▶ [DOCUMENT PASSAGE]:
begin

Charles J. Van Schaick sitting on a stone balustrade in front of a painted background, ca. 1882–1885. The photograph was probably taken by one of his assistants, Louis Sander, A. R. Cottrell, or S. Wohl.

The building that housed the gallery of Van Schaick and the dental offices of Edward F. Long, ca. 1890. Over the years, the building also accommodated a newspaper office and a telephone company.

Skilled in his craft, Van Schaick generally adhered to the same methods throughout his career. This included using primarily glass plate negatives rather than film negatives. Glass plate negatives consist of glass with a coating of a light-sensitive emulsion, while film negatives of the period have emulsion coated on a transparent flexible plastic material, usually nitrocellulose. Widely available after 1890, film negatives weighed considerably less and occupied less space than glass plate negatives, and proved instrumental in the development of portable cameras for amateur photographers.5 Van Schaick would routinely retouch the emulsion of glass plate negatives to remove facial flaws such as pock marks and wrinkles.

Though he did not make the switch to film negatives in his studio work, Van Schaick did not avoid all developments in photographic technology. He made some early experiments in stereoscopic photography, which uses two images captured simultaneously at slightly different positions to produce the appearance of three-dimensionality. He occasionally employed flashlight powder, a mixture of magnesium and other chemicals, which burned quickly to produce a bright white light to illuminate interior photographs. Around 1911, he began using a panoramic camera, which captured images encompassing a field of 140 degrees in 3½ × 12 inch exposures on a film negative (see page 112).

In addition to his photography business, Van Schaick participated in local politics. By June 1893, he became a court commissioner for Jackson County, and in April 1906, voters elected him as a justice of the peace. In this capacity, he served as a judge of a court that heard misdemeanor cases and other petty criminal infractions.

end

▶ [MATERIAL SUPPLIED]:
begin

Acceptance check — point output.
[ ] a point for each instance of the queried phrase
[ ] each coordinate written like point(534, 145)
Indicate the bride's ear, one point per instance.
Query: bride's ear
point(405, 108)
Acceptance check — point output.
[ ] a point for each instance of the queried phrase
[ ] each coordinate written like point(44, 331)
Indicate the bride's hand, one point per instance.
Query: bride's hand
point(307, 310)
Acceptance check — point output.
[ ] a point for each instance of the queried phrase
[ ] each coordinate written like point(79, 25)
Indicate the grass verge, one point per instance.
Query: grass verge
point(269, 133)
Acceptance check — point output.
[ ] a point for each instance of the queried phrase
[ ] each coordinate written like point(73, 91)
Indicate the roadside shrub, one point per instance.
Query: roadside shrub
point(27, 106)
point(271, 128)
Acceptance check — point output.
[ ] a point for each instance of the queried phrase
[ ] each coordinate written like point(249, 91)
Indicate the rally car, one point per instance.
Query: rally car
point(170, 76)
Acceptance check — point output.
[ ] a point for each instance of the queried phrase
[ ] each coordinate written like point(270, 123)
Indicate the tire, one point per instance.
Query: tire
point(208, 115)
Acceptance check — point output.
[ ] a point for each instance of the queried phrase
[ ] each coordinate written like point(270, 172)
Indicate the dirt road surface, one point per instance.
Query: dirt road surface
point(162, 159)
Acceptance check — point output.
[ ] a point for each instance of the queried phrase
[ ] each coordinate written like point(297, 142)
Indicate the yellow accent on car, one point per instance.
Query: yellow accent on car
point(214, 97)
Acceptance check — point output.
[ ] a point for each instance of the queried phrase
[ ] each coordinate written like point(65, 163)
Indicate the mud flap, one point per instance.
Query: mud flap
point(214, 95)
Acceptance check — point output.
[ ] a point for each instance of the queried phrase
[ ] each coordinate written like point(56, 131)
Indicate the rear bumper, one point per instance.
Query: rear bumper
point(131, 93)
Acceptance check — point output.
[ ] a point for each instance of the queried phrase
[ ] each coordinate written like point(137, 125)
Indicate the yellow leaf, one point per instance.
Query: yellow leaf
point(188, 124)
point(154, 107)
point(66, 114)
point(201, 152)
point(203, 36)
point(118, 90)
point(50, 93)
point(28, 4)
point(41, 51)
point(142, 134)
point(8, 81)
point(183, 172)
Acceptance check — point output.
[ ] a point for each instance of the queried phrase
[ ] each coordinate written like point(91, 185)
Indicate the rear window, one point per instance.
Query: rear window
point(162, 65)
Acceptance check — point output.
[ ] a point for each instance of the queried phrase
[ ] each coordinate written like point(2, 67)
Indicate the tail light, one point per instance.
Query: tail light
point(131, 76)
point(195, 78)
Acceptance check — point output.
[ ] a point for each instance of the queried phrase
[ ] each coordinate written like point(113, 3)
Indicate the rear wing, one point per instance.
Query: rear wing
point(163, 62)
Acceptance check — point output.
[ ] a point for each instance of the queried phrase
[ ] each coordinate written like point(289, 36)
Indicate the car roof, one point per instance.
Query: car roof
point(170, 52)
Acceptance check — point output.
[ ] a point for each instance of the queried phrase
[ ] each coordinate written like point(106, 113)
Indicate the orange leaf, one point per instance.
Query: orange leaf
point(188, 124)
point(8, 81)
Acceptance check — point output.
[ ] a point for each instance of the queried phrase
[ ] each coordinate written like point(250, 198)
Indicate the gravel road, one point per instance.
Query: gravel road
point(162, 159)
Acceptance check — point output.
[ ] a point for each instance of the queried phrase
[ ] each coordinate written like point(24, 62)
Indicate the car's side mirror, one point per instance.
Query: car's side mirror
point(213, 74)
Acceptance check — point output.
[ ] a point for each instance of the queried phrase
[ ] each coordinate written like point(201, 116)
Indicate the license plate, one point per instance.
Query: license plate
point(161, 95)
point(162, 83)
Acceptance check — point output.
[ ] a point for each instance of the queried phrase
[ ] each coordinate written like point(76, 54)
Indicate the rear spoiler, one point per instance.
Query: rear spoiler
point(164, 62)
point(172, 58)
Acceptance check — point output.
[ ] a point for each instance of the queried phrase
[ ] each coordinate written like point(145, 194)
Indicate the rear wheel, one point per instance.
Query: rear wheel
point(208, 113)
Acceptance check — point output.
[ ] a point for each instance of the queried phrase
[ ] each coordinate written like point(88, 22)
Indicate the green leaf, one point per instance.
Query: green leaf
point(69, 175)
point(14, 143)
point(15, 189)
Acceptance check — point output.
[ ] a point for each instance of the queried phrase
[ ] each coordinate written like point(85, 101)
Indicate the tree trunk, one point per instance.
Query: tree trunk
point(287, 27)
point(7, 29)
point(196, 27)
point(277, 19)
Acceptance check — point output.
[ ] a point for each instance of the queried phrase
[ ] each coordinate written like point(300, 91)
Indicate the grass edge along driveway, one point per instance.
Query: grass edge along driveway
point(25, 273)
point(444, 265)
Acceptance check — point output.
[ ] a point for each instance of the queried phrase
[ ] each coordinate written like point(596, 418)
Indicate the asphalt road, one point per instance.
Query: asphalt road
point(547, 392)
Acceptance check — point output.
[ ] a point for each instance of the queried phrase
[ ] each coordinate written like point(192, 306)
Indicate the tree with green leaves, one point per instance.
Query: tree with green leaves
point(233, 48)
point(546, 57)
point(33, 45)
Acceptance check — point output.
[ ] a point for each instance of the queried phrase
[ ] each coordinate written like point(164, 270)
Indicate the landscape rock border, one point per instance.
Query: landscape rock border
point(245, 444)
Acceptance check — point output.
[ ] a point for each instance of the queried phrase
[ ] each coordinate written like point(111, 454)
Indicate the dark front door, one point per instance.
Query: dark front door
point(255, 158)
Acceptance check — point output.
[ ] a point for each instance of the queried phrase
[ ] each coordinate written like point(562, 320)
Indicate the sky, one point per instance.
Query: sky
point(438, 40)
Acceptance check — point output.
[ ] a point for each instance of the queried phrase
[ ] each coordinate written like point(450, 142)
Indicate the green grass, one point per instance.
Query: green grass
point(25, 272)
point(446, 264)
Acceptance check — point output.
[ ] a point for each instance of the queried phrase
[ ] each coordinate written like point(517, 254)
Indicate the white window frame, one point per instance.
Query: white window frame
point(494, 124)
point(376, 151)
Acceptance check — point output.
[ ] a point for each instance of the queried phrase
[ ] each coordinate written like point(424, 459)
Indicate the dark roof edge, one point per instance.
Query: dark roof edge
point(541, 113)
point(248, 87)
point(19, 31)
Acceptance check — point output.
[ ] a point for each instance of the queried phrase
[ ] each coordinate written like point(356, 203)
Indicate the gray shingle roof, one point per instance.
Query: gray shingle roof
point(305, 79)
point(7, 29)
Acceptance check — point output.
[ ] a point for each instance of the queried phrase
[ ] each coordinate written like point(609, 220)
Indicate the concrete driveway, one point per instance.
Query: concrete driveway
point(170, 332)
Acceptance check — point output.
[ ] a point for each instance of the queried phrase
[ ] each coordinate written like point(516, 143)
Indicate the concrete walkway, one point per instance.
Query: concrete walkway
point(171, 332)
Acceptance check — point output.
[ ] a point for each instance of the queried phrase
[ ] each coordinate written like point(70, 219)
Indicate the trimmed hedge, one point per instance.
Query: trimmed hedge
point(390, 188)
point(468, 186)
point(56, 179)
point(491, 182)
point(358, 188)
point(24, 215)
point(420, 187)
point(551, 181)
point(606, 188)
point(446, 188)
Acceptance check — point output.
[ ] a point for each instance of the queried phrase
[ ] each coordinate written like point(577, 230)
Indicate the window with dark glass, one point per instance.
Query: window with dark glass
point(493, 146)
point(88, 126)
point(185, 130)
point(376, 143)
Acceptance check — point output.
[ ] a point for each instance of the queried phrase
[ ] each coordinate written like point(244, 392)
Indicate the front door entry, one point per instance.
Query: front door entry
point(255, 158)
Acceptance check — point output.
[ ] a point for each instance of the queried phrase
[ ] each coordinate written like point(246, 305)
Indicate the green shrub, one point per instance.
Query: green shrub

end

▶ [WHAT TO WORK ON]:
1. Name the assistants that the Van Schaick passage gives as the possible takers of his photograph on the stone balustrade.
2. Write out the Van Schaick passage from "Skilled in his" to "marks and wrinkles.".

▶ [ANSWER LIST]:
1. Louis Sander, A. R. Cottrell, and S. Wohl

2.
Skilled in his craft, Van Schaick generally adhered to the same methods throughout his career. This included using primarily glass plate negatives rather than film negatives. Glass plate negatives consist of glass with a coating of a light-sensitive emulsion, while film negatives of the period have emulsion coated on a transparent flexible plastic material, usually nitrocellulose. Widely available after 1890, film negatives weighed considerably less and occupied less space than glass plate negatives, and proved instrumental in the development of portable cameras for amateur photographers.5 Van Schaick would routinely retouch the emulsion of glass plate negatives to remove facial flaws such as pock marks and wrinkles.